[QUÉ HACER]
1. Reproduce literalmente el pasaje del texto sobre María Casares que va desde "Pese a que ámbitos" hasta "dan su refrendo.".
2. Según el texto sobre María Casares, ¿en qué fecha nació la artista?
3. Resume en dos oraciones el texto sobre María Casares.

[SECCIÓN DE TEXTO]
'''

María Casares tuvo dos exilios. Uno en vida, al que la Guerra Civil y la posterior dictadura la condenaron por ser hija de un rostro visible de la recién vencida República, y otro que aún dura hoy, relativo al ostracismo al que su obra y su legado fueron relegados en su país de origen. En Francia es un icono, una leyenda, un personaje histórico de calibre único en el gremio al que consagró su vida. En La Coruña, localidad española donde nació (21 de noviembre de 1922) y vivió sus primeros años, con suerte es un colegio de Secundaria o, para los más leídos, la hija del malogrado presidente del Consejo de Ministros republicano Santiago Casares Quiroga, que perdió toda relevancia política tras el golpe de Estado de 1936, para ser desahuciado más tarde por la resistencia republicana debido a su tibieza y a su falta de previsión para con la fuerza del movimiento subversivo que se articulaba bajo su mandato.

Pese a que ámbitos como el feminismo, el gremio teatral y los colectivos en favor de la recuperación de la memoria histórica se han esforzado, en los últimos años, por reivindicar su figura, su potencial creador y su trascendencia más allá de lo artístico, los foros reducidos nunca son suficientes si el grueso popular, y, sobre todo, las instituciones públicas no dan su refrendo.

De Francia, país en el que desarrolló su carrera artística y donde su apellido se escribía Casarès, procede su última biografía, La Única, obra de la escritora francesa Anne Plantagenet, editada en España por Alba Editorial. No es, desde luego, el primer trabajo que explora su figura y, a pesar de que en las que fueron sus fronteras de nacimiento se le sigue negando el crédito, existen en España autoras que se han esforzado por rescatar a la artista del olvido. María Lopo, autora de Cartas en el exilio. Correspondencia entre Santiago Casares Quiroga y María Casares y El tiempo de las mareas. María Casares y Galicia es una de ellas. «Fue una de las grandes creadoras europeas de la segunda mitad del siglo XX; una gran actriz, y también una gran escritora, lo que se ve en sus memorias y en su correspondencia. Viene de una familia que aquí se quiso borrar. Estuvo marcada por ser hija de quien fue», defiende Lopo.

'''

[DATOS PROPORCIONADOS]
'''

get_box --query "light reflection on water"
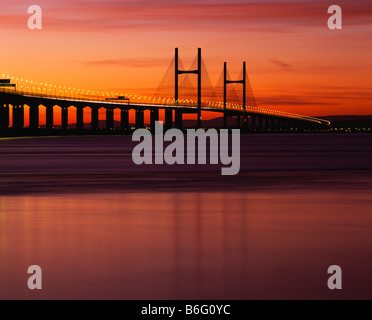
[0,190,372,299]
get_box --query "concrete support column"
[164,109,173,130]
[106,109,114,130]
[120,109,129,132]
[251,116,256,131]
[61,107,68,130]
[45,106,54,130]
[136,109,145,129]
[0,104,9,130]
[13,105,25,129]
[258,116,263,132]
[150,109,159,130]
[175,110,182,130]
[243,115,248,131]
[76,107,84,130]
[236,116,241,129]
[30,105,39,129]
[92,107,98,130]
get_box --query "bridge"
[0,48,330,136]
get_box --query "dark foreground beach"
[0,134,372,299]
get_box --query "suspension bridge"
[0,48,330,136]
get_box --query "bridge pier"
[271,118,276,132]
[258,116,263,132]
[13,105,25,129]
[61,107,68,130]
[92,107,98,130]
[45,106,54,130]
[120,109,129,132]
[106,109,114,130]
[243,115,248,132]
[150,109,159,131]
[175,110,182,130]
[136,109,145,129]
[76,107,84,130]
[164,109,173,131]
[0,104,9,130]
[236,116,240,129]
[30,105,39,129]
[251,116,256,132]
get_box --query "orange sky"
[0,0,372,116]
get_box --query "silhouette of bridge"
[0,48,329,136]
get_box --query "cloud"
[82,58,169,68]
[0,0,372,32]
[269,59,292,70]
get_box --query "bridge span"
[0,48,330,136]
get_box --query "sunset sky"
[0,0,372,116]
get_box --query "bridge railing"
[0,86,329,124]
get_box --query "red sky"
[0,0,372,116]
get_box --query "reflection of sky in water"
[0,190,372,299]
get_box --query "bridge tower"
[174,48,202,128]
[223,61,247,129]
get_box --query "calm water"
[0,135,372,299]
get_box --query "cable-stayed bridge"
[0,48,329,135]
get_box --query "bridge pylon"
[223,61,247,129]
[174,48,202,128]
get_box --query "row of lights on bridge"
[2,74,318,125]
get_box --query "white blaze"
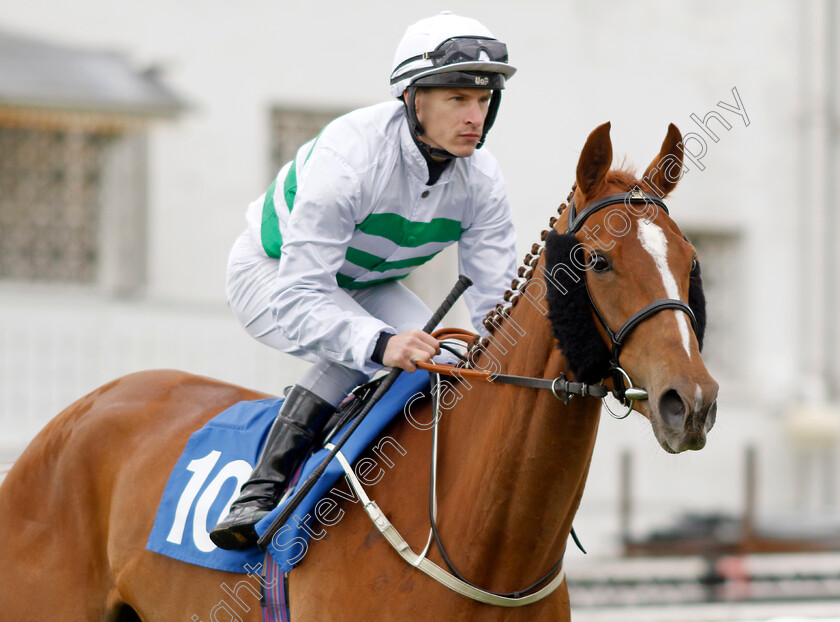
[638,218,691,358]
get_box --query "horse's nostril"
[659,389,685,428]
[706,400,717,432]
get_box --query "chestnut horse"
[0,123,718,622]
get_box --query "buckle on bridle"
[601,365,648,419]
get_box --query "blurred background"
[0,0,840,622]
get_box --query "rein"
[415,328,609,404]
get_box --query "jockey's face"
[414,87,491,157]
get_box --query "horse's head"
[546,123,718,453]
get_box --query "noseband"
[566,187,699,418]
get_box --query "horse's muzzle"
[651,382,718,453]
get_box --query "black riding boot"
[210,385,335,550]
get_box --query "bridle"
[566,186,699,418]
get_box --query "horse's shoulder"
[100,369,271,403]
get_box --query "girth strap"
[327,446,566,607]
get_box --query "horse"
[0,123,718,622]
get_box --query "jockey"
[210,12,516,549]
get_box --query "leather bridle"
[566,186,699,416]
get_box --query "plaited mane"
[468,183,706,384]
[545,230,610,384]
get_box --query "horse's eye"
[590,254,612,272]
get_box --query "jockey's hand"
[382,328,440,372]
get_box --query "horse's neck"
[438,280,600,589]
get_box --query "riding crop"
[257,274,472,551]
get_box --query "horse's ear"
[577,121,612,196]
[642,123,683,198]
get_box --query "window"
[0,116,146,294]
[0,127,108,283]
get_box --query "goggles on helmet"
[412,71,505,91]
[393,37,508,78]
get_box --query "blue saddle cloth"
[146,371,429,573]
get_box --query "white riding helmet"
[391,11,516,157]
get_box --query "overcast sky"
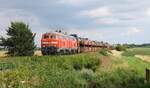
[0,0,150,45]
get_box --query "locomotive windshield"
[43,35,49,39]
[50,35,56,39]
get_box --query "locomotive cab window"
[43,35,49,39]
[50,35,56,39]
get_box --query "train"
[41,31,112,55]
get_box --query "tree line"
[0,22,36,56]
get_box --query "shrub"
[0,22,36,56]
[115,44,127,51]
[99,49,112,56]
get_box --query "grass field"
[0,50,150,88]
[123,48,150,56]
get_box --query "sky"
[0,0,150,46]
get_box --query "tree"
[0,22,36,56]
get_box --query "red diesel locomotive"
[41,32,111,55]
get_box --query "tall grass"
[122,48,150,56]
[0,53,150,88]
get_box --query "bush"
[0,22,36,56]
[99,49,111,56]
[115,44,127,51]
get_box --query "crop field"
[0,49,150,88]
[123,48,150,56]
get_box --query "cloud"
[0,9,46,46]
[95,18,120,24]
[59,0,92,5]
[80,7,112,18]
[146,8,150,16]
[123,27,143,36]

'''

[LAS RESPUESTAS]
1.
Pese a que ámbitos como el feminismo, el gremio teatral y los colectivos en favor de la recuperación de la memoria histórica se han esforzado, en los últimos años, por reivindicar su figura, su potencial creador y su trascendencia más allá de lo artístico, los foros reducidos nunca son suficientes si el grueso popular, y, sobre todo, las instituciones públicas no dan su refrendo.

2. Nació el 21 de noviembre de 1922.

3. María Casares, nacida en La Coruña e hija del político republicano Santiago Casares Quiroga, vivió el exilio por la Guerra Civil y la dictadura, y su legado sigue relegado en España, mientras que en Francia es un icono. Aunque el feminismo, el gremio teatral, autoras como María Lopo y la reciente biografía La Única, de Anne Plantagenet, han buscado reivindicarla, en su país de nacimiento se le sigue negando el crédito.